▶ _Source extract_
%%

A skunk is a skunk is a skunkBy TIM BEELAND,
Judging from what I saw — and smelled — on my drive to work Monday morning, I surmised that in the battle between skunks and motor vehicles, the skunks seem to be getting the short end of the stick. Then at the office, thinking this over abundance of skunk road kill must mean their mating season has begun, I turned to the all powerful Google to see if that might indeed be true.
According to Google, “February through March is mating season for skunks, and that translates into ‘skunk smell.’ The stink occurs when males try to court females who may not be in the mood.” If that be the case, I’m pretty certain that the boy skunks on Pine Grove Road are getting an early start and the girl skunks are really playing hard to get this year. Same goes for Highway 21 between Sebastopol and Forest.
In my Google search, I also found a Mississippi State Extension Service article from 2015 that says the skunk population in Mississippi was on the rise that year. And kind of like the skunk’s tail, which is most times on the rise, I think the population still is, as well, this year.
The Extension Service article says that both striped and spotted nose skunks are found in Mississippi and that they are “among the most common and widely distributed mammals in North America.” It goes on to say that “skunks are solitary and typically nonaggressive, and they have not historically been a serious threat to homeowners, agricultural producers and other wildlife.”

%%

▶ _What this exercise asks_
• 1. Write out the skunk column word for word, between "In my Google" and "well, this year.", inclusive.
• 2. Pick up the skunk column where it stops and continue it.

▶ _Dataset content_

%%

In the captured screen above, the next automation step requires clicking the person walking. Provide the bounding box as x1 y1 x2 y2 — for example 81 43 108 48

%%

▶ _Results for the exercise_
• 1.
In my Google search, I also found a Mississippi State Extension Service article from 2015 that says the skunk population in Mississippi was on the rise that year. And kind of like the skunk’s tail, which is most times on the rise, I think the population still is, as well, this year.

• 2.
Our Business Development Specialist here at The Times, Emily Jackson, said last week she had a skunk under her house and it apparently was aggravated by her dogs and raised its tail before coming out. She says it was hard to breath for a while.
At our house we seem to have an abundance of the critters. There is a small scraggly-looking skunk that has dinner from the cat food bowl on our back porch “every” evening between 6:00 and 6:30. It is always on time and it always riles up the two Chihuahuas who are typically reclining on their bed in front of the heater by the back door. I don’t think the dogs’ awakening, however, has anything to do with the scent because the raccoon who also likes to eat with us regularly causes the same reaction from in front of the heater.
One night this past week the dog alarm went off and I arose from my spot at the kitchen table to see which caller had come for dinner first. It was the skunk. The cats that we feed — along with the skunk and coon, and an occasional possum —were not ours, but they are now I suppose, and they are a bit on the wild side. Except for this huge, fluffy, gray Tom that likes to have his belly scratched but will turn on you if you try to pick him up, but that’s a story for another day.
Anyway the skunk was eating, its tail bobbing high in the air, and the stripped gray kitten was swatting at that tail like it was a toy from the dollar store. In an instance I figured that was gonna be bad news for the back porch but it didn’t seem to bother the skunk at all. Now if I were to do what the kitten was doing, I expect I would be taking a tomato juice bath, even though I don’t know whether that actually removes the smell or not.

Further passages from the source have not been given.